> **Direction**
Pull out every one of the lines below that contains the string "paving", matching its case exactly.

[Bounding-box records]
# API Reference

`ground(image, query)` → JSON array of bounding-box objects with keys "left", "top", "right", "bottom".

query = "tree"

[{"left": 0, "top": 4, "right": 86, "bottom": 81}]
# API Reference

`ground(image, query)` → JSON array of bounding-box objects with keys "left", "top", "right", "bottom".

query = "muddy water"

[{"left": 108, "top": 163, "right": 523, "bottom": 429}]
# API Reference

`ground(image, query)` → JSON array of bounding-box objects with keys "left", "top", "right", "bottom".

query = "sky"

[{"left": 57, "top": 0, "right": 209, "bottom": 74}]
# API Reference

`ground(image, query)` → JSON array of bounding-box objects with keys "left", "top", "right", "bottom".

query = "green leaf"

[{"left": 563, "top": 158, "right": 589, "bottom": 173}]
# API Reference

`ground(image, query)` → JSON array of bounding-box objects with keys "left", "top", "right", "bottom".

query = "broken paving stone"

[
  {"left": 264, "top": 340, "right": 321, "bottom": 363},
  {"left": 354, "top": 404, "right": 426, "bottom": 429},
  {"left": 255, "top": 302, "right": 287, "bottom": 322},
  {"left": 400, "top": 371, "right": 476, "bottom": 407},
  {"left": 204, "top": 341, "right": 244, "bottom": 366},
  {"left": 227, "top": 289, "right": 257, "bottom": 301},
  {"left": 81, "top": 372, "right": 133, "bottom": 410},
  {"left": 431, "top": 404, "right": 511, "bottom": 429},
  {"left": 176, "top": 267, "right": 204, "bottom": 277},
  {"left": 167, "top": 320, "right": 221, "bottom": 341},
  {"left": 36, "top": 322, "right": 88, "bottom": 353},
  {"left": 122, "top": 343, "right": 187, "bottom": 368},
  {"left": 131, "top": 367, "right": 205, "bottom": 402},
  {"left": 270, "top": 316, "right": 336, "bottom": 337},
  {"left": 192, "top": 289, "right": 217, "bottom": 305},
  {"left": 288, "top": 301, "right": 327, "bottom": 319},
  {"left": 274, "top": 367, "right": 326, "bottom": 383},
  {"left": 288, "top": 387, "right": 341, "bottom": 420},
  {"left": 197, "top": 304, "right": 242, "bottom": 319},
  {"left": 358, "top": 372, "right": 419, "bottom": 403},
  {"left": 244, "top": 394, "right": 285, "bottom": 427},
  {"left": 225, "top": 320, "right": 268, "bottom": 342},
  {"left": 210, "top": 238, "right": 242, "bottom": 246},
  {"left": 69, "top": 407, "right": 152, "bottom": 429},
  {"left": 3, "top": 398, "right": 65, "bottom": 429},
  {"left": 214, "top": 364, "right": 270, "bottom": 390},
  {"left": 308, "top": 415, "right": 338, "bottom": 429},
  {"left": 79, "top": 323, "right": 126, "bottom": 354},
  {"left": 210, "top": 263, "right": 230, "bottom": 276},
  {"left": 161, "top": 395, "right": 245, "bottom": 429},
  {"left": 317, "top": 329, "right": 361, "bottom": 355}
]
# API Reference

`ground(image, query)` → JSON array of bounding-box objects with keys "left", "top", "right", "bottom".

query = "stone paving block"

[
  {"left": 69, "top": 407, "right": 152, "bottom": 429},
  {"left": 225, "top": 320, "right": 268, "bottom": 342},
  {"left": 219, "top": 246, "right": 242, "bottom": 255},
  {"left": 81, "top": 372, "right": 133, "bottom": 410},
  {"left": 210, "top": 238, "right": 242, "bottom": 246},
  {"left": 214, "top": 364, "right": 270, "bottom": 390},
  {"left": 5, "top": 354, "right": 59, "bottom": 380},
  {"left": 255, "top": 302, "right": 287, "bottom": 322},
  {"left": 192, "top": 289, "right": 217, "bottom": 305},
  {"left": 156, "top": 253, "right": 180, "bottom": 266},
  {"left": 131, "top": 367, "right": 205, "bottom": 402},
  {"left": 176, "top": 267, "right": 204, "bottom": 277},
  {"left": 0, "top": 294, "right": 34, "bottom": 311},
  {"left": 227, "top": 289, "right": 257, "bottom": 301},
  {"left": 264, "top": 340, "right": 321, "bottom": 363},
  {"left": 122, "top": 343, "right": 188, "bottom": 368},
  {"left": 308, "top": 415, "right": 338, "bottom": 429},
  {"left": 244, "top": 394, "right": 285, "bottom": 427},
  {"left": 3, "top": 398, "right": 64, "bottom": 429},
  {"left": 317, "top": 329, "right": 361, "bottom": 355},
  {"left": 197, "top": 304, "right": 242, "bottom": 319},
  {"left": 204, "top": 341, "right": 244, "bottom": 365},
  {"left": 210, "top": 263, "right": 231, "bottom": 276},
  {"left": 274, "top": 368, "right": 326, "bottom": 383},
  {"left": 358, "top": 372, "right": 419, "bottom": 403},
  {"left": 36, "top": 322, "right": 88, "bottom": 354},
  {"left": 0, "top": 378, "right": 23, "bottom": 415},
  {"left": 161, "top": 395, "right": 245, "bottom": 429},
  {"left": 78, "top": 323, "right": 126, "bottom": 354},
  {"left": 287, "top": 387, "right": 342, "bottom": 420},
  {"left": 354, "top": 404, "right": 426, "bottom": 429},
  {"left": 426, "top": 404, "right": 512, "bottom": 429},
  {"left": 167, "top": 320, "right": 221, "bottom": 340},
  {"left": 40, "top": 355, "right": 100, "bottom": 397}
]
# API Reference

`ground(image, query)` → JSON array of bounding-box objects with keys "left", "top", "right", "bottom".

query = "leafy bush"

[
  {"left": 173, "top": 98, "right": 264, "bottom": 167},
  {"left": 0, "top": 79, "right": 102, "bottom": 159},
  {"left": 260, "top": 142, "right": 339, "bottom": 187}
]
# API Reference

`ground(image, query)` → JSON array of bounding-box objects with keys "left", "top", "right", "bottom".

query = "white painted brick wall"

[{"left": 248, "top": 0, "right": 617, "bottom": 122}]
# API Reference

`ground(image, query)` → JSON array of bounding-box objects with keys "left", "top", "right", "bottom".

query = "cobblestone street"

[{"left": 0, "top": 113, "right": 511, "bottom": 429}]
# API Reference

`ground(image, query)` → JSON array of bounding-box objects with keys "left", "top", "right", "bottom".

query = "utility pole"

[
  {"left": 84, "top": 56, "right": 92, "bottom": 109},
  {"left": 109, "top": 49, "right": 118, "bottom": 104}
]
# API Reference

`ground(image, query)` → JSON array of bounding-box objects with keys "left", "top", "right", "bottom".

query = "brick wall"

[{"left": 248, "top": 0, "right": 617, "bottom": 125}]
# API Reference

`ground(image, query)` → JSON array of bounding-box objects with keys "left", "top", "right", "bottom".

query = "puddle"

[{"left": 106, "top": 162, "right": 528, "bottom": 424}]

> **Finished exercise**
query = "broken paving stone"
query = "stone paving block"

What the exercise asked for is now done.